■ **MATERIAL**

• • • •

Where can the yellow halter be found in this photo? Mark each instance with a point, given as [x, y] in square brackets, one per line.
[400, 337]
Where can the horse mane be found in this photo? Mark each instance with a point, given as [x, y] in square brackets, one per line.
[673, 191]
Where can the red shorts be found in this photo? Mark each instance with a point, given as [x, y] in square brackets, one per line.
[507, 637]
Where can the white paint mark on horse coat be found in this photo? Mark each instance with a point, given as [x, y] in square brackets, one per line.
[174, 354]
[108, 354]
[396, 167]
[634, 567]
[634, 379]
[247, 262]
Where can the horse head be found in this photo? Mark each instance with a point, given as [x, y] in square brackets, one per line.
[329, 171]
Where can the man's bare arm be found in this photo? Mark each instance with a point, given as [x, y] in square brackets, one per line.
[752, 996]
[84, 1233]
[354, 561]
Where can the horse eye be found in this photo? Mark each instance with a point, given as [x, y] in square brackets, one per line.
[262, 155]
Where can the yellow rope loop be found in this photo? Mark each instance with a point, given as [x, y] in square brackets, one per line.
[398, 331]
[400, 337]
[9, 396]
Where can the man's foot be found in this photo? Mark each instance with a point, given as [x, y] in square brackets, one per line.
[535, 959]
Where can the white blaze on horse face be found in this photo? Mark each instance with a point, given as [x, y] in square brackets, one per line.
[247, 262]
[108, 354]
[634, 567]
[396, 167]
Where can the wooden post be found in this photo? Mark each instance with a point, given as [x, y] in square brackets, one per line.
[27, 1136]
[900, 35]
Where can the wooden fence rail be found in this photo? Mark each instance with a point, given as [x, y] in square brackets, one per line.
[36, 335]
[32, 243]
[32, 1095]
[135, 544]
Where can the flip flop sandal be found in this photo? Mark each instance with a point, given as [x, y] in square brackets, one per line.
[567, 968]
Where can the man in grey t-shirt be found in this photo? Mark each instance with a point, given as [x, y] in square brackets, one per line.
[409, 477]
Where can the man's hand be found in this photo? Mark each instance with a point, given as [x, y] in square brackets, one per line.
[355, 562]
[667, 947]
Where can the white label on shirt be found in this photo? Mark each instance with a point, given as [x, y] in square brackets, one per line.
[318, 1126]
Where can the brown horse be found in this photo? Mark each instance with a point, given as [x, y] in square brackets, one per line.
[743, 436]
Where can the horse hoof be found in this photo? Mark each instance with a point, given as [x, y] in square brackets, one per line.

• • • •

■ **WHAT IS REQUIRED**
Switch every "horse" in the listing to "pony" and reproduce all the lines with nothing else changed.

■ **COMPLETED TASK**
Where can the yellow halter be found in this photo? Mark each instance with a point, given as [x, y] in square brackets, one per line.
[400, 337]
Where can the pony mane be found in this photo? Mark each instance with a point, given as [x, y] in square brackets, one per line.
[673, 191]
Where can the red shorts be found in this photo? Mark each instance with a point, given as [x, y] in square brackets, one per line.
[507, 637]
Where can the white paint mark on pony coat be found in this photo? Mark each instance with a point, given as [x, y] in square brackets, one per line.
[174, 354]
[108, 354]
[396, 167]
[634, 567]
[634, 379]
[247, 262]
Where can the pony head be found in this photo? Mark each instance with a point, given as [x, y] in square brackets, one per line.
[329, 171]
Where can the man's bare arm be found in this photo? Mark each instance with a point, given as [x, y] in square brackets, one per line.
[752, 996]
[84, 1233]
[354, 561]
Where can the pony eye be found in this photo? Mark each instance with a point, given as [x, y] in square brackets, one per line.
[262, 155]
Where can the yellow rope loop be found in this photo? Mark each instance with a point, given as [x, y] in square brackets, one per line.
[398, 331]
[400, 337]
[9, 396]
Where can the man's foot be found in this photo? Mark each instance with a point, given as [x, y] in square brackets, one per line.
[535, 959]
Where can the white blaze on pony face be found in this photo? Mark each instance with a point, given as [x, y] in square brackets, one per line.
[247, 262]
[108, 354]
[634, 567]
[396, 167]
Where can the wooden post be found in this photo? Mark each instance with a point, given as [x, y] in square brackets, one per line.
[27, 1136]
[900, 35]
Where can the wooden fence rail be found in this photo? Mark each instance with a point, given as [x, y] in square brackets, one per line.
[36, 335]
[32, 243]
[32, 1095]
[135, 544]
Where can the flip flop sandal be found in this photo? Mark each instance with a point, given as [x, y] in square brackets, one per line.
[567, 968]
Where can the man in grey t-shirt be found in this photo? Mark each instance with a point, given as [x, y] in square brackets, one per line.
[409, 477]
Where can the man's hand be found in this photo? Mark each instance with a point, given as [x, y] in square brackets, one per line.
[355, 562]
[667, 947]
Where can the white label on shirt be found in this photo? Mark each instance with a point, given as [x, y] in square brackets, one per line.
[318, 1126]
Where can the brown pony be found in this photo? Mark each instance with a point, given as [x, y] in square brackets, one per line.
[743, 436]
Where can the pony hoof be found in this photo? Mark each instance with a point, given as [x, y] in square brackets, one per line.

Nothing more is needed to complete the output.